DATA SECTION:
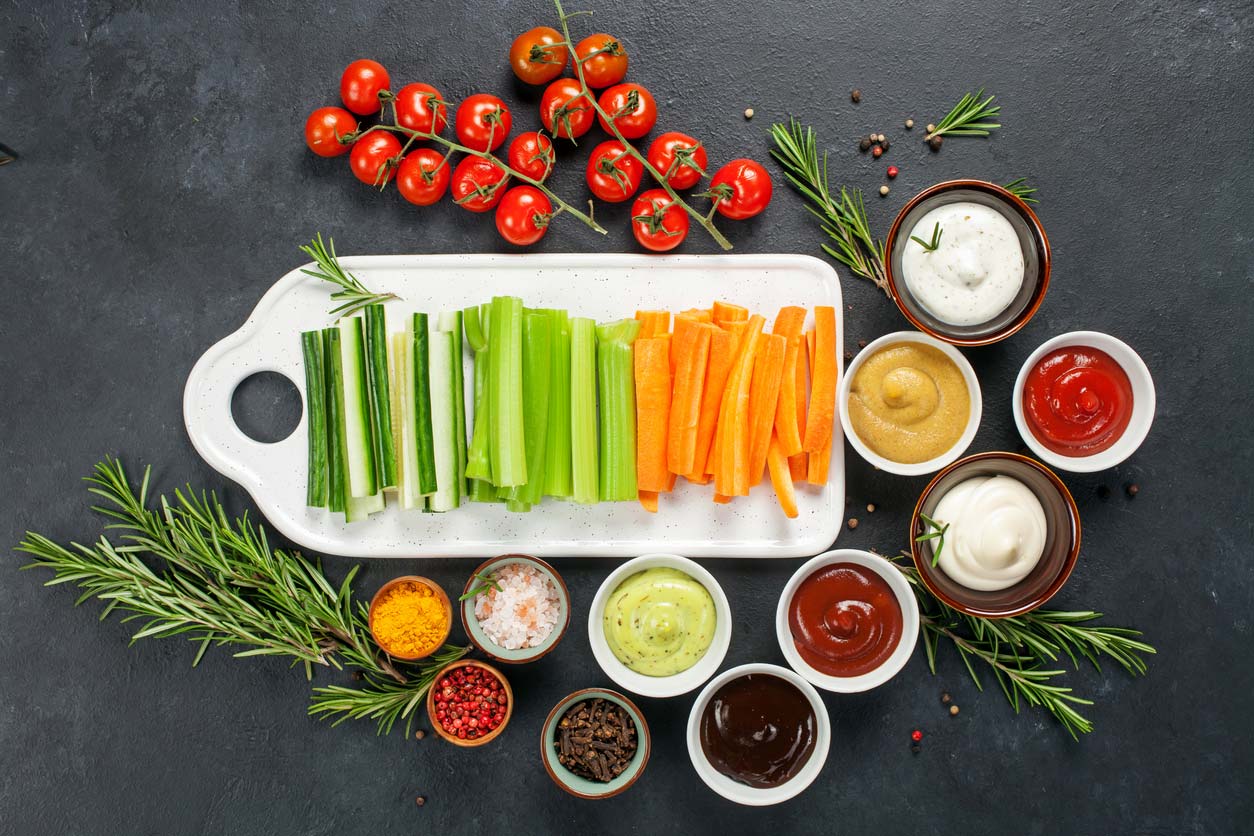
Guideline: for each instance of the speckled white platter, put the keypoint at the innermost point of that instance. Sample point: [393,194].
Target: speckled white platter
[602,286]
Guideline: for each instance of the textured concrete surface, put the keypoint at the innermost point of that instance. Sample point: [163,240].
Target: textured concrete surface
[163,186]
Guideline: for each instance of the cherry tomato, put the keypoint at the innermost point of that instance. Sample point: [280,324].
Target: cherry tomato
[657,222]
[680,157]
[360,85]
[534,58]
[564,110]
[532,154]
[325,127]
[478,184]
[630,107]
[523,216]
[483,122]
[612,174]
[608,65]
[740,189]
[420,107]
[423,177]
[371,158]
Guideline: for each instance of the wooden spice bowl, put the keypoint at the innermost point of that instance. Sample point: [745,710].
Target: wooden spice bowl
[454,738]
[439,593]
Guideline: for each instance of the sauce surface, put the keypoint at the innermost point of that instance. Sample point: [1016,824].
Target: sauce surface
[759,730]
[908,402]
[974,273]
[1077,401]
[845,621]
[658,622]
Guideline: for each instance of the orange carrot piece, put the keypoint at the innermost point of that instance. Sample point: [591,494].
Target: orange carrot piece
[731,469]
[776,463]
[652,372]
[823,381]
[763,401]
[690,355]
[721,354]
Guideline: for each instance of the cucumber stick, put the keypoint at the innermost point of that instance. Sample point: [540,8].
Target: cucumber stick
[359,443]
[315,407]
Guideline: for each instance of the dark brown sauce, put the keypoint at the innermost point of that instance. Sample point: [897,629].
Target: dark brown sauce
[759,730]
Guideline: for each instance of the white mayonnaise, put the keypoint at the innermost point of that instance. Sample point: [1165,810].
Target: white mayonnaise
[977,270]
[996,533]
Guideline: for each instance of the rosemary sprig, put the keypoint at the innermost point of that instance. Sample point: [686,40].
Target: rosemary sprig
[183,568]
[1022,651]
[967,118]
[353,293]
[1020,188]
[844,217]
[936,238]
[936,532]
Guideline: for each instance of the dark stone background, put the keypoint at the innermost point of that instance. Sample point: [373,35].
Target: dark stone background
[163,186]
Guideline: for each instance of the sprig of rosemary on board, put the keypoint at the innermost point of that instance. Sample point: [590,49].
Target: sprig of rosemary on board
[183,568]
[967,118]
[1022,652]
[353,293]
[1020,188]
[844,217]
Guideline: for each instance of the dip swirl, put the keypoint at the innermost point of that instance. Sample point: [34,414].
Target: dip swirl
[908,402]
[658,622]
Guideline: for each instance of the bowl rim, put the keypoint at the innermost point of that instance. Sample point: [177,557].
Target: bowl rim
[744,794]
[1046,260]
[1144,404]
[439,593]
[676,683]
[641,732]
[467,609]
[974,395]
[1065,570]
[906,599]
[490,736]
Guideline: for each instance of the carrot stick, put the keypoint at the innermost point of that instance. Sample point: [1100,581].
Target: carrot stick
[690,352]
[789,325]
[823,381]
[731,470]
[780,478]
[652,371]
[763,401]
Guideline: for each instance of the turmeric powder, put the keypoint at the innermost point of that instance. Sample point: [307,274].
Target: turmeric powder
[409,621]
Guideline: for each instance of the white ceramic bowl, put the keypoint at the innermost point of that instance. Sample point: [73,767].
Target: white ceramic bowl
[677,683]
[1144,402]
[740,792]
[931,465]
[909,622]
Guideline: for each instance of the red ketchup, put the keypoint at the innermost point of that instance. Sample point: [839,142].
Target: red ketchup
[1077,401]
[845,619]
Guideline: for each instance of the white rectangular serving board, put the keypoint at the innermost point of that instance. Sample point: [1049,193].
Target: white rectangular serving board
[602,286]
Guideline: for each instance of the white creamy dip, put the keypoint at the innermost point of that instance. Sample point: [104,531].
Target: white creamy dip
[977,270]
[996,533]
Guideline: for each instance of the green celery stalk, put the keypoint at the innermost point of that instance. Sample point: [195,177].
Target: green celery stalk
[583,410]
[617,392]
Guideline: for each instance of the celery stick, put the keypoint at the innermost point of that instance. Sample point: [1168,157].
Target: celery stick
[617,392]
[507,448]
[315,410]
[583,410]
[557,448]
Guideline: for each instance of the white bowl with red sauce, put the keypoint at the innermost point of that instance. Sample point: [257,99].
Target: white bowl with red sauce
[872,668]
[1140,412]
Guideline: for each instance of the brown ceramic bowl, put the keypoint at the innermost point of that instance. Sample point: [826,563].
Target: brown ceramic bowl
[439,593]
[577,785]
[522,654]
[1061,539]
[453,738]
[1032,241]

PROBLEM STATEMENT: Transcribe the lines above between the line holding "Guideline: for each instance of the rosemary" and the line holding "Guideline: for each instance of the red", inclusive, exactly as they stand and with nothing added.

ANSWER FOR THIS EXERCISE:
Guideline: for each instance of the rosemary sprig, put the keypoint at the innermost point of that instance. Sample point: [686,40].
Target: rosemary sprig
[183,568]
[1022,651]
[967,118]
[353,293]
[1020,188]
[844,217]
[936,238]
[936,532]
Guideline: for each instance of the dark stone background, put the keypoint at the innermost point of that instance. Sample point: [373,35].
Target: dark stone background
[163,186]
Guideline: for each instance of the sprig of rosemary on board, put the keypoint at the innermost point of that instance. Sample point: [590,49].
Target: sprig of rosemary on board
[183,568]
[967,118]
[1022,652]
[353,293]
[1020,188]
[844,217]
Guideline: for each instance of the dip swirl, put the keypoint at the innermost point of that instance. Sample point: [34,414].
Target: dip swirl
[908,402]
[658,622]
Guideline: for each instance of the bowl rim, put the keypoint at the innermost point of that instance. Sample point: [177,557].
Target: bowl rim
[744,794]
[1046,260]
[1144,404]
[439,593]
[676,683]
[641,732]
[467,609]
[974,395]
[1065,570]
[906,599]
[490,736]
Guideline: for each instance of the carrot stick, put the keypoint at the innermost point of that instance. Sample point: [1100,581].
Target: carrot stick
[690,352]
[789,325]
[823,381]
[731,470]
[780,478]
[652,371]
[763,401]
Guideline: for each instance of the turmeric powder, put the keypoint at the innermost point of that instance. Sample point: [307,274].
Target: turmeric powder
[409,621]
Guideline: for each instance of the white ceramic bowl, put the keypoint at the innermost point of that instance. Sample point: [73,767].
Target: white ceramic bowl
[677,683]
[1144,402]
[740,792]
[931,465]
[909,622]
Guideline: for each instance of the red ketchup, put the keypoint at the innermost point of that instance. Sample point: [839,142].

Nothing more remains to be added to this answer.